→ **PROMPT 1**
In the review of A Thousand Acres, which character corresponds to Regan?
→ **PROMPT 2**
List every title of a book or play that the review of A Thousand Acres mentions.
→ **PROMPT 3**
Resume the review of A Thousand Acres after its final sentence, keeping the reviewer's first-person voice.

→ **PAGE EXCERPT**
————

Wednesday, July 10, 2013

A Thousand Acres

1991, 1992 Fawcett Columbine edition
Jane Smiley
A Thousand Acres
Bought newish for $12.00
Slightly worn paperback

While I still prefer this to King Lear, I can see why I don't read it more often, and why Smiley's Moo (which we'll get to in 1995) has always been more enjoyable.  Even more than with Lear, there are no sympathetic characters here.  We might feel sorry for them at different points, but they all do wrong things, from taking the wrong side to adultery and even attempted murder.  The Lear figure is not simply mad (both insane and angry) but verbally and physically abusive.  He beats and molests at least two of his daughters.  

The narrator Ginny (Goneril) doesn't even remember the molestation till about halfway through the book.  While I don't entirely discount the concept of "repressed memory," I found it implausible here, particularly since Ginny was 14 at the time and seems to have no other memory gaps.  (One of my friends was repeatedly molested at age 3 and remembered it vividly.)  I also found Ginny and beloved sister Rose (Regan) mutually betraying each other forced.  If the book had set up that it was a world where you can't trust anyone, I might've been more OK with it, but after awhile it felt like Smiley was just heaping one unpleasant-to-horrific incident on top of another.

————

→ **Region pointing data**
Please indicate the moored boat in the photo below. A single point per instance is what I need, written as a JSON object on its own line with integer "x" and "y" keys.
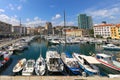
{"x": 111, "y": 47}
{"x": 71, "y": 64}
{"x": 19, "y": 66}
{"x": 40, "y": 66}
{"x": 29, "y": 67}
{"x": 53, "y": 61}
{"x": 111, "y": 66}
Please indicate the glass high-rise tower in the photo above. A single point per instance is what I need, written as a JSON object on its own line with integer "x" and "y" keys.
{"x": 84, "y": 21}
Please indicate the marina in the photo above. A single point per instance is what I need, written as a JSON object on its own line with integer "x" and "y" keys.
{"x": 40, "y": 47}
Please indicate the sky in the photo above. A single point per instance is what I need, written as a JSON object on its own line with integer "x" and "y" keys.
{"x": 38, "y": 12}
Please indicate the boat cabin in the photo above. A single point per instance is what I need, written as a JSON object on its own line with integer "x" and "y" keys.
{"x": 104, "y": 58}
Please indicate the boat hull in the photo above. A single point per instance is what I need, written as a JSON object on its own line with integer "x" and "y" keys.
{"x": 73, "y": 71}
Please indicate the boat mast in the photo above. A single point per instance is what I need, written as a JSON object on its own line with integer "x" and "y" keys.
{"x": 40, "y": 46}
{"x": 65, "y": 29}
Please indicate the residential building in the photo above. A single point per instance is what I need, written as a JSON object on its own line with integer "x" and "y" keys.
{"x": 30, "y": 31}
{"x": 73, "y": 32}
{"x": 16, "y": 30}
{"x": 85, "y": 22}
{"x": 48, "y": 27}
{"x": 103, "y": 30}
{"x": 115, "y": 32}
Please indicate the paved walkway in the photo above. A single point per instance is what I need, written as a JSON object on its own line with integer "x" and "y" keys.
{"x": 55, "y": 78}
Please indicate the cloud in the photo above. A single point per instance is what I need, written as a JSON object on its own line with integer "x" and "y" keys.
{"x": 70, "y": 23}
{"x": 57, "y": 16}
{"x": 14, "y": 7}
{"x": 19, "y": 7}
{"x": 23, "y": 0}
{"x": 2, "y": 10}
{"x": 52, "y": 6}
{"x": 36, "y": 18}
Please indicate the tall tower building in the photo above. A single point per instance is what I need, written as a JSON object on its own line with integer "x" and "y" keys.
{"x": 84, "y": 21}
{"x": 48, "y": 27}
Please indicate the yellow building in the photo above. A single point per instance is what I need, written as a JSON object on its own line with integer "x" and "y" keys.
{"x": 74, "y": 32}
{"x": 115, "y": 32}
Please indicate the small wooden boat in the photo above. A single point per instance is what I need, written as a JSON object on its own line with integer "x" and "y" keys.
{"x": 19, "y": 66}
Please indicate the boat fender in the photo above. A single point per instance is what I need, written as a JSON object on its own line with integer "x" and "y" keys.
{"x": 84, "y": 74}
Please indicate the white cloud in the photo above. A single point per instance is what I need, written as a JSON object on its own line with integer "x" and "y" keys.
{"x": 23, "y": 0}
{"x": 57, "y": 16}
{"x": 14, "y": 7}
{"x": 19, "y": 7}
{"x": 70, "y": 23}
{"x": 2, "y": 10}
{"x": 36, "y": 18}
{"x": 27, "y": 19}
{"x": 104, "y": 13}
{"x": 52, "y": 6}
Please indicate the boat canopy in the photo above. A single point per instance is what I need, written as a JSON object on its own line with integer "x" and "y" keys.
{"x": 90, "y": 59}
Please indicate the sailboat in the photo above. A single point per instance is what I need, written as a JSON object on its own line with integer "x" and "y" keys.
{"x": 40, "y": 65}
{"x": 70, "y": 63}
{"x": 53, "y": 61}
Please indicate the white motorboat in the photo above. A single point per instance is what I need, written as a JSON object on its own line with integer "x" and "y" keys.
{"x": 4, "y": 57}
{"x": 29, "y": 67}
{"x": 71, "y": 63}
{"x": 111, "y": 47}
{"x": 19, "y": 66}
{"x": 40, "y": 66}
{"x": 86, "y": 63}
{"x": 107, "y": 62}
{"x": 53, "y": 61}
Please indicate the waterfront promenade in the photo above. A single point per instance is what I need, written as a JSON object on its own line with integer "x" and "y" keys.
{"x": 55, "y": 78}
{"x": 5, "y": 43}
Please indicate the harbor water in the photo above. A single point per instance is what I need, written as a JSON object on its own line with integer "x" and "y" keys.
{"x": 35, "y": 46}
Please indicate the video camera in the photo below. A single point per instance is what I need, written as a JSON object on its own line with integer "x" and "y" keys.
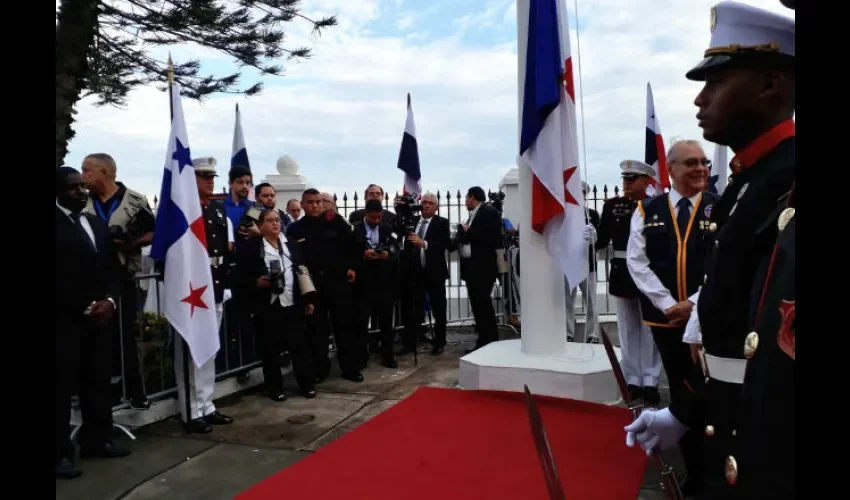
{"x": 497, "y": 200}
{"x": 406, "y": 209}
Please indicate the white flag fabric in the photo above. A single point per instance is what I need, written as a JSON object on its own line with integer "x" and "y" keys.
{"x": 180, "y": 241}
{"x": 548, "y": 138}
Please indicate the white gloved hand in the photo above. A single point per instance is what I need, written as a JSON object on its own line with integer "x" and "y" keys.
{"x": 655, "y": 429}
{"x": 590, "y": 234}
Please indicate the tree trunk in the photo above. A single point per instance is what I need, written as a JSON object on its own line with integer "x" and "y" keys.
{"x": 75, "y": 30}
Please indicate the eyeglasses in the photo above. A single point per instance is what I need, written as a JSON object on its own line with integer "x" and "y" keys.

————

→ **EXERCISE ANSWER 1**
Rose, Ginny's beloved sister, corresponds to Regan.

→ **EXERCISE ANSWER 2**
A Thousand Acres, King Lear, Moo

→ **EXERCISE ANSWER 3**
So why the C+?  Well, the soap-operatics do have a certain appeal.  (There's also cancer and infertility.)  At the same time, Smiley is good at describing things, from fields to food, capturing Carter-era farm life.  This won the Pulitzer, but I wish it were either more believable, or trashier.  With Moo as I recall, she takes a more satiric note and nothing truly terrible happens.